◆ WHAT IS ASKED: Restate each of the lines below word for word and drop every picture.

◆ Named object pointing entries:

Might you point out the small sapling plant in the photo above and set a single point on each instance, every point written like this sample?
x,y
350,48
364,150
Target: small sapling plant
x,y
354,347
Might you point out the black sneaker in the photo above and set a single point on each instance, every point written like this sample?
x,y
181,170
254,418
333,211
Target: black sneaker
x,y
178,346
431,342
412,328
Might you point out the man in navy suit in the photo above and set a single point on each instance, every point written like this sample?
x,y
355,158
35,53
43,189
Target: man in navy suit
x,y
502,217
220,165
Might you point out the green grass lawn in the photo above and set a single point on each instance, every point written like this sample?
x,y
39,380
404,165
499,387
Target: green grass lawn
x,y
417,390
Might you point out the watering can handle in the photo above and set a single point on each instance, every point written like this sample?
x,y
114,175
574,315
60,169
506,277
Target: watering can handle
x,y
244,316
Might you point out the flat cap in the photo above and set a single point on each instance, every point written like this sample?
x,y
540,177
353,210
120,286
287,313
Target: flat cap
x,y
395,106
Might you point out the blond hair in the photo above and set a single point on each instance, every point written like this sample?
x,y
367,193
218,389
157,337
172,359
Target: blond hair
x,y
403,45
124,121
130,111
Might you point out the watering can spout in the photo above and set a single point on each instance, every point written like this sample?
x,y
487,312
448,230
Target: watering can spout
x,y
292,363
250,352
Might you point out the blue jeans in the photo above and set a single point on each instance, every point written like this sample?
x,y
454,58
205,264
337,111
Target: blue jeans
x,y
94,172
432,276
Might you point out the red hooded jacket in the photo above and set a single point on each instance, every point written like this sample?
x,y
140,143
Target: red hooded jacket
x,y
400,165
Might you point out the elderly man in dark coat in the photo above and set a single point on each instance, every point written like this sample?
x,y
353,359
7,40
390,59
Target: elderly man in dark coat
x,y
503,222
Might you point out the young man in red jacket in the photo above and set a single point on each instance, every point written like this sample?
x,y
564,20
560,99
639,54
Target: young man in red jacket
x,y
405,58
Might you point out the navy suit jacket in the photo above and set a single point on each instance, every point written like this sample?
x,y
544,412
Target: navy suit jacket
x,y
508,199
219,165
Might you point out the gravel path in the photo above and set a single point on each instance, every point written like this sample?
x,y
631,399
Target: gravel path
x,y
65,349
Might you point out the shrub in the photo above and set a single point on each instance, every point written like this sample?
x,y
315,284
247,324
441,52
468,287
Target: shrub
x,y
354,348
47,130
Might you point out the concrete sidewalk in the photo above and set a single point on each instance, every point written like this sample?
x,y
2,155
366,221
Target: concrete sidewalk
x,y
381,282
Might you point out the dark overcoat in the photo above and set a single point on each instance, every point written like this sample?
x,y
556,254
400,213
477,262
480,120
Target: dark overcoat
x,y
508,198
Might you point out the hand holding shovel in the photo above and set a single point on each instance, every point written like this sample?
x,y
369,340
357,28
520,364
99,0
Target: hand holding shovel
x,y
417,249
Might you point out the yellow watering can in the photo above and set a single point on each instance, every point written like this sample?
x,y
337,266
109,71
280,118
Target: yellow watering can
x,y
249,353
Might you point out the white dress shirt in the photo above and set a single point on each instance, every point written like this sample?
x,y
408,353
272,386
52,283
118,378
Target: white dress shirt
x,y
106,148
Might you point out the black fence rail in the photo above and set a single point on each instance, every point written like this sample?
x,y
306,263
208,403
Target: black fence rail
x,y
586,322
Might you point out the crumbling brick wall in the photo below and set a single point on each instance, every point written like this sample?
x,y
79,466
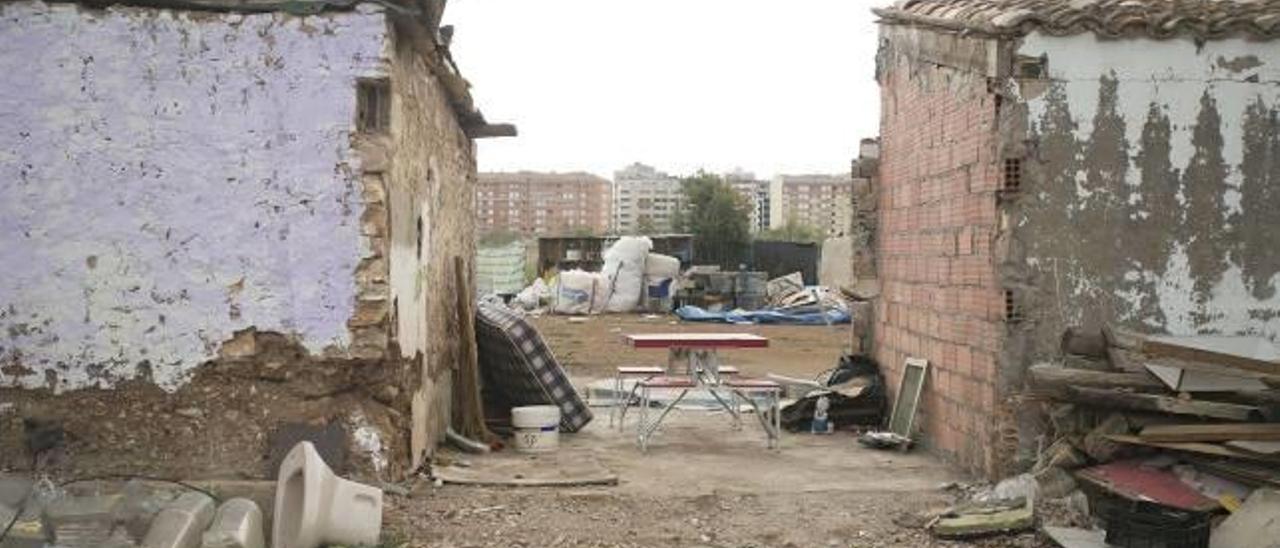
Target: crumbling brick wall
x,y
937,204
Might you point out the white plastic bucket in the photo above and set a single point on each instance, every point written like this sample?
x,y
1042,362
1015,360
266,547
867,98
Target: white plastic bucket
x,y
536,428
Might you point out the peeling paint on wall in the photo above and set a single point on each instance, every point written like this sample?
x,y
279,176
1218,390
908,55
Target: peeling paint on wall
x,y
1157,185
170,178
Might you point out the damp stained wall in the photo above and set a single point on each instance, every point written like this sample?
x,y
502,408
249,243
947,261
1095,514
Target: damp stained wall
x,y
1152,186
169,178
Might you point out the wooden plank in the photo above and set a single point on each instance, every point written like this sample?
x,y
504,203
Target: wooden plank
x,y
698,341
1162,403
467,406
1082,342
1194,447
1247,473
1171,348
1123,338
1270,448
1137,361
1047,375
1269,432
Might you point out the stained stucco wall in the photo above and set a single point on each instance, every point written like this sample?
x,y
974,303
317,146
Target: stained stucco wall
x,y
432,188
1152,186
172,178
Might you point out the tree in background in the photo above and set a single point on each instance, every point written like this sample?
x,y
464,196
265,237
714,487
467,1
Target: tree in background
x,y
792,232
717,217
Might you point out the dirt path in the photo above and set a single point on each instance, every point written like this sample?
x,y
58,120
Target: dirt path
x,y
702,484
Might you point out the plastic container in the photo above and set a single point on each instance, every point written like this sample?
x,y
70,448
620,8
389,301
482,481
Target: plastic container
x,y
536,428
1148,525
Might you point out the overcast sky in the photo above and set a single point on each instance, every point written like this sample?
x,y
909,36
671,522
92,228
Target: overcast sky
x,y
593,85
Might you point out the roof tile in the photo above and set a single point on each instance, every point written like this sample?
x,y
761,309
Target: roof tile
x,y
1112,18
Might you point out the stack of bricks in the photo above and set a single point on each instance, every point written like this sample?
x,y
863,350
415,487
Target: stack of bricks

◆ RESULT:
Might you point out the small sapling plant in the photo above and set a single point on each instance, every point written like this sample?
x,y
350,48
364,150
Target: small sapling plant
x,y
354,347
Might you point out the black sneaker in the photo above and set a single point on each instance, every point written like this sample?
x,y
181,170
254,418
333,211
Target: black sneaker
x,y
178,346
431,342
412,328
Might you point out the man in navy suit in the photo above and set a single point on each instance, every point written like this sample?
x,y
355,158
35,53
43,189
Target: man in navy suit
x,y
502,217
220,165
Might you point out the green grass lawn in the photo above and set a single point on each instance, every point written like this sample?
x,y
39,380
404,165
499,387
Target: green grass lawn
x,y
417,390
Might you point out the watering can handle in the photo above and set a single point on each instance, every point written like this sample?
x,y
114,175
574,315
60,169
506,277
Target: watering can handle
x,y
244,316
Might you point out the flat cap in the photo above and set a single point on each instance, every point written like this sample?
x,y
540,177
353,210
120,286
287,313
Target: flat cap
x,y
395,106
Might you point out the blond hair in the photo above and set a single point on each instance, every point written like this sample?
x,y
367,193
218,389
157,337
172,359
Target: blond hair
x,y
403,45
124,121
130,111
Might you point out the watering can spout in the photo above and set a single point on each instance, every point written like this sample?
x,y
487,312
448,230
Target: watering can spout
x,y
292,363
250,352
Might you point out the blue jeans in the photo above and set a single point on each instance, every point written like this sample?
x,y
454,58
205,264
337,111
Target: blue jeans
x,y
94,172
432,276
Might you point out the red hooded jacket in the photo above and set a single point on each instance, every point written like this sample?
x,y
140,143
Target: red hooded jacket
x,y
400,165
Might you point out the elderly man in dark coat in the photo above and set a single point on each instance, every point written like this sample?
x,y
353,359
7,40
390,59
Target: elderly man in dark coat
x,y
503,222
Might you point out the young man in red jacket in the photo above and set a single point on each instance, every point written like this sample?
x,y
564,20
560,99
639,54
Target: young man in red jacket
x,y
405,58
Might you point out the navy suit jacket in the photo above and set a single point on each instance, every point written like this sample?
x,y
544,412
Target: navy suit jacket
x,y
508,199
219,165
Might you point out the gravel path in the photo above and set a single point on each instance, every point written like this sample?
x,y
631,399
Target: gravel path
x,y
65,349
Might you point out the shrub in the photo above and set a single point on each instance, every point written like this sample?
x,y
315,284
247,324
441,52
468,287
Target: shrub
x,y
354,348
47,130
Might you point out the concrete sidewalk in the photo above and set a single point on each instance, every point written like this sample?
x,y
2,155
366,221
Target: concrete sidewalk
x,y
381,282
Might you point out the dark overcoat in the photo above and set a single point on each instance, every point written like this sample?
x,y
556,254
400,213
477,262
480,120
Target: dark overcoat
x,y
508,198
Might you point out the hand holding shovel in the photo above and set a single point on each instance, every point written like this sample?
x,y
369,340
357,28
520,364
99,0
Target: hand holding shovel
x,y
417,249
Might you point out the yellow watering can in the photo above and set a single point on each instance, every point written like this sample?
x,y
337,266
109,71
280,118
Target: yellow watering can
x,y
249,353
Might you point out the white dress shirt in the photo above and set a single point on each instance, every point written like this sample?
x,y
408,353
272,386
52,283
118,378
Target: white dress shirt
x,y
106,148
Might you point out the black fence rail in the photo above and set a single point on each instance, every point written like this sample?
x,y
306,263
208,403
Target: black fence rail
x,y
586,322
Might you point out the crumbling brick wall in the photo below and set a single point on each instance, every point written like this sample?
x,y
79,466
Target: crumbling brick wall
x,y
937,204
Might you point out the white plastic bucket in the photo above and set a single point on each instance, every point written like this sample?
x,y
1042,362
1015,360
266,547
867,98
Target: white plastic bucket
x,y
536,428
Might you point out the peeling paint on wall in the photo above and set a single point on each instance, every point written like this sample?
x,y
279,176
1218,390
908,55
Target: peeling paint on wall
x,y
1157,185
170,178
Might you point out the damp stained wall in the photo above and set a single point on each instance, every point written like this sample?
x,y
502,408
249,243
947,261
1095,514
Target: damp stained wall
x,y
1152,186
169,178
Might you point out the wooden plank in the photo above and set a single point on each instance, every point written like this sample?
x,y
504,203
Target: wooden plank
x,y
698,341
1162,403
467,406
1082,342
1194,447
1247,473
1171,348
1123,338
1270,448
1137,361
1047,375
1269,432
Might you point out the stained stucco wall in the photo above and set a single point on each instance, every point written like this sample?
x,y
974,303
317,146
Target: stained stucco wall
x,y
432,188
1152,186
172,178
Might you point out the tree in background in the photo above and set a single point on each instance, every point written like this sample?
x,y
464,196
265,237
714,487
467,1
Target: tree in background
x,y
792,232
717,217
Might you point out the dirt path in the photo above and set a single point on each instance, every point written like this sample?
x,y
58,120
Target: dirt path
x,y
702,484
Might you point out the plastic container in the photo above and set a single point on each instance, every point written like this sample?
x,y
70,448
620,8
389,301
482,481
Target: plastic container
x,y
536,428
1148,525
Might you point out the overcast sky in the photo above and set a single point on each instance, every point written like this sample?
x,y
909,36
671,522
92,228
Target: overcast sky
x,y
593,85
Might you point out the roof tile in the photo above and set a single point on each instance, every point written like this sample?
x,y
761,309
Target: roof tile
x,y
1112,18
Might you point out the stack of bricks in the photo above and set a single point on each instance, every point written like this sample?
x,y
863,350
415,487
Target: stack of bricks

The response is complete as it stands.